Records contained in a dataset
———

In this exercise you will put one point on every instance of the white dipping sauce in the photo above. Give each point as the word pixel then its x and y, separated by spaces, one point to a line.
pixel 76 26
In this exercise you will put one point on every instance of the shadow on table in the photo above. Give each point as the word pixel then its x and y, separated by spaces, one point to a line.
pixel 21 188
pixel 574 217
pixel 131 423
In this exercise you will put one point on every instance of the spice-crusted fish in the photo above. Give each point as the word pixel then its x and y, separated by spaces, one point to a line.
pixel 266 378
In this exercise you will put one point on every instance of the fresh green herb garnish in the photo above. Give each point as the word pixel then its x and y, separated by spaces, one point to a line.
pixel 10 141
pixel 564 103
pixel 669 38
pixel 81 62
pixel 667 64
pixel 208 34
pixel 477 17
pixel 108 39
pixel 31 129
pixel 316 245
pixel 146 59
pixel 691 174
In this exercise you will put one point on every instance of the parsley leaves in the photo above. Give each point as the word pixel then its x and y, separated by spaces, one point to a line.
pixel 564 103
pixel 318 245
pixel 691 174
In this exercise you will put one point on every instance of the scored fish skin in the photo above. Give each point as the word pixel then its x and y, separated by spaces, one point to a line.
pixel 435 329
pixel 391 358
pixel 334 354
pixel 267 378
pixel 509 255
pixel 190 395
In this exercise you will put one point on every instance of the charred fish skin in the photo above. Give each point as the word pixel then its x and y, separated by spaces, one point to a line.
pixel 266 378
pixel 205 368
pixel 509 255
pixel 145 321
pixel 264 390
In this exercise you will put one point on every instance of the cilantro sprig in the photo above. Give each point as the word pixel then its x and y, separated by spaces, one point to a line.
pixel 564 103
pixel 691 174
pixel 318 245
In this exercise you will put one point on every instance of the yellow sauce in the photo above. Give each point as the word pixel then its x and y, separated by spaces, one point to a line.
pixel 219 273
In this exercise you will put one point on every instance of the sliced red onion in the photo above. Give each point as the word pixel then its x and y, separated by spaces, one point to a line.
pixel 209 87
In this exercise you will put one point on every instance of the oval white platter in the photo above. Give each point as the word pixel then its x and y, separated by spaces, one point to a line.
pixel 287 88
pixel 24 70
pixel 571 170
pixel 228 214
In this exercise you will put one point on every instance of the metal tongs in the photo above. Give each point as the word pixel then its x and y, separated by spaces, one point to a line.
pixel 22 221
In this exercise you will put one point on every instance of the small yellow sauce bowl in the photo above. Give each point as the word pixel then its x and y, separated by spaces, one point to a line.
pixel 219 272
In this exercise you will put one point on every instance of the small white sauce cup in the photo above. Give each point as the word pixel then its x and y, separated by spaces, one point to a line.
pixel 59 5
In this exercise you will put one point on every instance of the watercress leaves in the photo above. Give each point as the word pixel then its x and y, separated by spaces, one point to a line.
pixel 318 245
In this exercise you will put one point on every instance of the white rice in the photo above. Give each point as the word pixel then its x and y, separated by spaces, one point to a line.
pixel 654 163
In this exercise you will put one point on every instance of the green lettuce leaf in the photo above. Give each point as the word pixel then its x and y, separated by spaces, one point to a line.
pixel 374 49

———

Convert the lines above into a JSON list of strings, one string per line, leaving out any blank lines.

_Answer to the task_
[
  "In this exercise you will put one point on every instance of the white dipping sauce in the photo above. Give each point as the word pixel then its x and y, separated by spaces, one point to a line.",
  "pixel 76 26",
  "In this exercise you will put one point on every instance of the shadow on table in the photo above. Give each point as the word pixel then its x and y, separated by spaces, one point to a line.",
  "pixel 21 188",
  "pixel 574 217",
  "pixel 131 423",
  "In this exercise you will put one point on every instance of the spice-crusted fish in the photo above. Give each point as the word pixel then its x and y, separated by spaces, one point to a line.",
  "pixel 266 378",
  "In this exercise you will put one point on every instance of the fresh green herb garnish in the photo above. Give each point as the word pixel then its x and y, separated by spaces, one point to a line.",
  "pixel 10 141",
  "pixel 564 103",
  "pixel 669 38",
  "pixel 81 62",
  "pixel 667 64",
  "pixel 208 34",
  "pixel 477 17",
  "pixel 108 39",
  "pixel 31 129",
  "pixel 316 245",
  "pixel 146 59",
  "pixel 691 174",
  "In this exercise you will put one point on every instance of the parsley leaves in the photo above. Give each point as the word pixel then its x and y, separated by spaces, one point to a line.",
  "pixel 564 103",
  "pixel 318 245",
  "pixel 691 174",
  "In this exercise you will put one point on every instance of the scored fish skin in the photo above. Give each point as the word pixel then its x and y, separated by spaces, one point to a line.",
  "pixel 435 329",
  "pixel 391 358",
  "pixel 334 354",
  "pixel 267 378",
  "pixel 509 255",
  "pixel 190 395",
  "In this exercise you will put one point on every instance of the charred fish skin in the photo above. Give each point as the word pixel then its x and y, separated by spaces, one point to a line.",
  "pixel 266 378",
  "pixel 205 368",
  "pixel 509 255",
  "pixel 145 321",
  "pixel 264 390",
  "In this exercise you will put one point on every instance of the cilantro sprig in the photo above. Give each point as the word pixel then its x and y, separated by spaces, one point to a line.",
  "pixel 564 103",
  "pixel 691 174",
  "pixel 318 245",
  "In this exercise you will put one point on every instance of the yellow sauce in the photo above. Give each point as the word pixel then its x and y, separated by spaces, one point to a line.",
  "pixel 219 273",
  "In this exercise you will put one point on every instance of the sliced red onion in the photo above. Give each point as the word pixel then its x and y, separated by spaces, one point to a line.",
  "pixel 209 87",
  "In this exercise you will put one point on every instance of the oval white platter in the photo above. Give each point as the word pixel then its x and y, separated by spaces, one point to a line.",
  "pixel 287 88",
  "pixel 24 70",
  "pixel 571 170",
  "pixel 228 214",
  "In this exercise you will put one point on every instance of the metal tongs in the photo above. Give each point as the word pixel then its x and y, separated by spaces, one point to a line.",
  "pixel 22 221",
  "In this exercise you will put one point on every instance of the small yellow sauce bowl in the photo above. Give each point as the word pixel then its x and y, separated by spaces, one point to a line.",
  "pixel 219 272",
  "In this exercise you will put one point on every instance of the small white sauce cup in the photo above. Give each point as the word pixel then its x and y, separated by spaces, one point to a line.",
  "pixel 59 5",
  "In this exercise you will put one point on every instance of the watercress leaves in the photo above. Give each point as the word pixel then its x and y, separated by spaces, one point to a line.",
  "pixel 318 245",
  "In this exercise you will put one point on every instance of the white rice in the photo above. Give each point as the word pixel then its x and y, separated by spaces, one point to a line.",
  "pixel 654 163",
  "In this exercise you will put one point on every instance of the green lettuce leaf in the photo above. Give each point as the word pixel then its x and y, separated by spaces, one point to a line.",
  "pixel 374 49"
]